In [None]:
from user_posting_emulation import AWSDBConnector
from sqlalchemy import inspect, text
import pandas as pd

In [None]:
def get_topic_data(topic_table, num_rows=2000):
    dbc = AWSDBConnector().create_db_connector()
    table_names = inspect(dbc).get_table_names()
    if topic_table not in table_names:
        raise ValueError(f'Given table `{topic_table}` not found in the database.')

    with dbc.connect() as conn:
        query = text(f'SELECT * FROM {topic_table} LIMIT {num_rows};')
        result = conn.execute(query)

    data = []
    for row in result:
        data.append(dict(row._mapping))
    
    return data

df_pin = pd.json_normalize(get_topic_data('pinterest_data', num_rows=11154))
# df_geo = pd.json_normalize(get_topic_data('geolocation_data', num_rows=11154))

_ENTRIES SUPPLIED_.
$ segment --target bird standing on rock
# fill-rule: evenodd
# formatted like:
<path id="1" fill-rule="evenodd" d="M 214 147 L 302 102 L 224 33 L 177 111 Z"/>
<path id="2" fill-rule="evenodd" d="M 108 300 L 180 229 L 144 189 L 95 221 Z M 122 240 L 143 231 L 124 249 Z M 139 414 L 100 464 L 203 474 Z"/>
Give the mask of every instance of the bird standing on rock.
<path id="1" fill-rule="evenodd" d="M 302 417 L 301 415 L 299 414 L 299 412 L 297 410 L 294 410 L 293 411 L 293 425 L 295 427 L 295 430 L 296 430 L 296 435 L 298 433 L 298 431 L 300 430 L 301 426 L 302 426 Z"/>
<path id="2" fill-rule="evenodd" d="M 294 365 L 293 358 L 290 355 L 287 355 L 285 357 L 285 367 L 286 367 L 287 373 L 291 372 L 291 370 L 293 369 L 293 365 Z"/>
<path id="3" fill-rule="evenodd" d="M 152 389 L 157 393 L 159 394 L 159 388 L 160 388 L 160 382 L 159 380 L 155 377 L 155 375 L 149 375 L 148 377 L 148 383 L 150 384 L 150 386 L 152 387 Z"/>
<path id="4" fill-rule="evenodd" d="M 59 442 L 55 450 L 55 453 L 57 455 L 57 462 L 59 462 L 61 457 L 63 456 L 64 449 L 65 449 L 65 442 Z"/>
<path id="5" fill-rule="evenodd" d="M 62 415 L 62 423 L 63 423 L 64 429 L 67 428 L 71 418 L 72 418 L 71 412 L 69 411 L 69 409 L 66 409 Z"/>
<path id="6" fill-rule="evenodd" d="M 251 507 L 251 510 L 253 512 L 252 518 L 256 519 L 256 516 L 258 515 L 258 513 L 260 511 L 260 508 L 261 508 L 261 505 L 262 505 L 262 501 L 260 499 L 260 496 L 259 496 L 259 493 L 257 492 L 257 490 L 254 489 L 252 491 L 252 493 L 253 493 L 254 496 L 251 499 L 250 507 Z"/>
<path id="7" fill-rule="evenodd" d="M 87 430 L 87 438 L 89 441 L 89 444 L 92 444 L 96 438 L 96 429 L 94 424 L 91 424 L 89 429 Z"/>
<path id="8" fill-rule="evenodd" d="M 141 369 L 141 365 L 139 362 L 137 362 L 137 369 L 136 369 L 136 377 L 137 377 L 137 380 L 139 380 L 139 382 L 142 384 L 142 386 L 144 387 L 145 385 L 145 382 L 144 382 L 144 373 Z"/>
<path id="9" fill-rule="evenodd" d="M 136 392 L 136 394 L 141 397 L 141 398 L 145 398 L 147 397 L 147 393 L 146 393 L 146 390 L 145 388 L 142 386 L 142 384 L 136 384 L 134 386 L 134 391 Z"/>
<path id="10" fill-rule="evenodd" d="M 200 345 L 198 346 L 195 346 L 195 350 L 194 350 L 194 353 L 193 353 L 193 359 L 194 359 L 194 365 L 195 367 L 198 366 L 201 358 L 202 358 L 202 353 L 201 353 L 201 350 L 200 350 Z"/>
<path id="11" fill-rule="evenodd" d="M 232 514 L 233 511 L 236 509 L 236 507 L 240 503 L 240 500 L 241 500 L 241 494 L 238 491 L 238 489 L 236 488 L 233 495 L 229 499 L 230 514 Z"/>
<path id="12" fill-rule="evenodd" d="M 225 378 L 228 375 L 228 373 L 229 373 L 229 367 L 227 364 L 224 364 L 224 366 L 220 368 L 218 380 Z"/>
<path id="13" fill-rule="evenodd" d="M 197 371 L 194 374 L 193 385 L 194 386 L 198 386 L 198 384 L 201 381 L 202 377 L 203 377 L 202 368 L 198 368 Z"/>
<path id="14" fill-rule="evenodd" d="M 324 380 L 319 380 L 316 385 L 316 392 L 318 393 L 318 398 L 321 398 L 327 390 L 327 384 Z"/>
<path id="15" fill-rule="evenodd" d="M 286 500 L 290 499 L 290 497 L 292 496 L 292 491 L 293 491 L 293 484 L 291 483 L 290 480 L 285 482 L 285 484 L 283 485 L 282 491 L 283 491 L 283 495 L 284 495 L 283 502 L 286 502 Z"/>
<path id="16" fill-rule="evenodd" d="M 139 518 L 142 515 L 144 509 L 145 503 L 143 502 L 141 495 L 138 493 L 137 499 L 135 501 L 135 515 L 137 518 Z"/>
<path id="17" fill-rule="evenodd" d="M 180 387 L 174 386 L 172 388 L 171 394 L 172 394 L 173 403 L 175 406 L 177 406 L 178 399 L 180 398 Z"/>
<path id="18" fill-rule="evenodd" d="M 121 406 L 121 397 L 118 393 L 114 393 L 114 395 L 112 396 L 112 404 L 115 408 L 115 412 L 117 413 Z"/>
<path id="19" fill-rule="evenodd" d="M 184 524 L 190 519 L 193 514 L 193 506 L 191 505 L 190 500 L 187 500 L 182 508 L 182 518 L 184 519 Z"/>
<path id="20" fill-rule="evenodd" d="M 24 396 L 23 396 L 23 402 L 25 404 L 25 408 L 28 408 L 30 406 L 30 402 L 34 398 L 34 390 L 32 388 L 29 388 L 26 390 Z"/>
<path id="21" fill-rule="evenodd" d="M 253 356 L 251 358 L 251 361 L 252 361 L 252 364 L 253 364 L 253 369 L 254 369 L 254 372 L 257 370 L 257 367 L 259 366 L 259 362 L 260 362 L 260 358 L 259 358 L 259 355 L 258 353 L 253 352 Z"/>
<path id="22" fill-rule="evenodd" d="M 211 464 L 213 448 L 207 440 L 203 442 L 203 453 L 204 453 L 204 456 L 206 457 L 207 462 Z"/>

_OBJECTIVES_.
**a.** Please copy the notebook code word for word, starting with "if topic_table not" and going on through "data.append(dict(row._mapping))".
**b.** Continue the notebook code from the point where it stops.

_RESULTS OF THE EXERCISE_.
**a.**
if topic_table not in table_names:
        raise ValueError(f'Given table `{topic_table}` not found in the database.')

    with dbc.connect() as conn:
        query = text(f'SELECT * FROM {topic_table} LIMIT {num_rows};')
        result = conn.execute(query)

    data = []
    for row in result:
        data.append(dict(row._mapping))

**b.**
# df_user = pd.json_normalize(get_topic_data('user_data', num_rows=11154))

In [None]:
import multiprocessing
import pyspark
from pyspark.sql import DataFrame
import pyspark.pandas as psd
from pyspark.sql.functions import *
from pyspark.sql.types import *
import numpy as np
import os
os.environ["PYARROW_IGNORE_TIMEZONE"] = "1"
os.environ["SPARK_LOCAL_IP"] = "192.168.1.211"
pyspark.__version__

In [None]:
cfg = (
    pyspark.SparkConf()
    # Setting the master to run locally and with the maximum amount of cpu coresfor multiprocessing.
    .setMaster(f"local[{multiprocessing.cpu_count()//2}]")
    # Setting application name
    .setAppName("S3ToSparkConnection")
    # Setting config value via string
    # .set("spark.eventLog.enabled", False)
    # Setting environment variables for executors to use
    # .setExecutorEnv(pairs=[("VAR3", "value3"), ("VAR4", "value4")])
    # Setting memory if this setting was not set previously
    .setIfMissing("spark.executor.memory", "2g")
    .setMaster('local[*]')
)

# Getting a single variable
print(cfg.get("spark.executor.memory"))
# Listing all of them in string readable format
print(cfg.toDebugString())

In [None]:
session = pyspark.sql.SparkSession.builder.config(conf=cfg).getOrCreate()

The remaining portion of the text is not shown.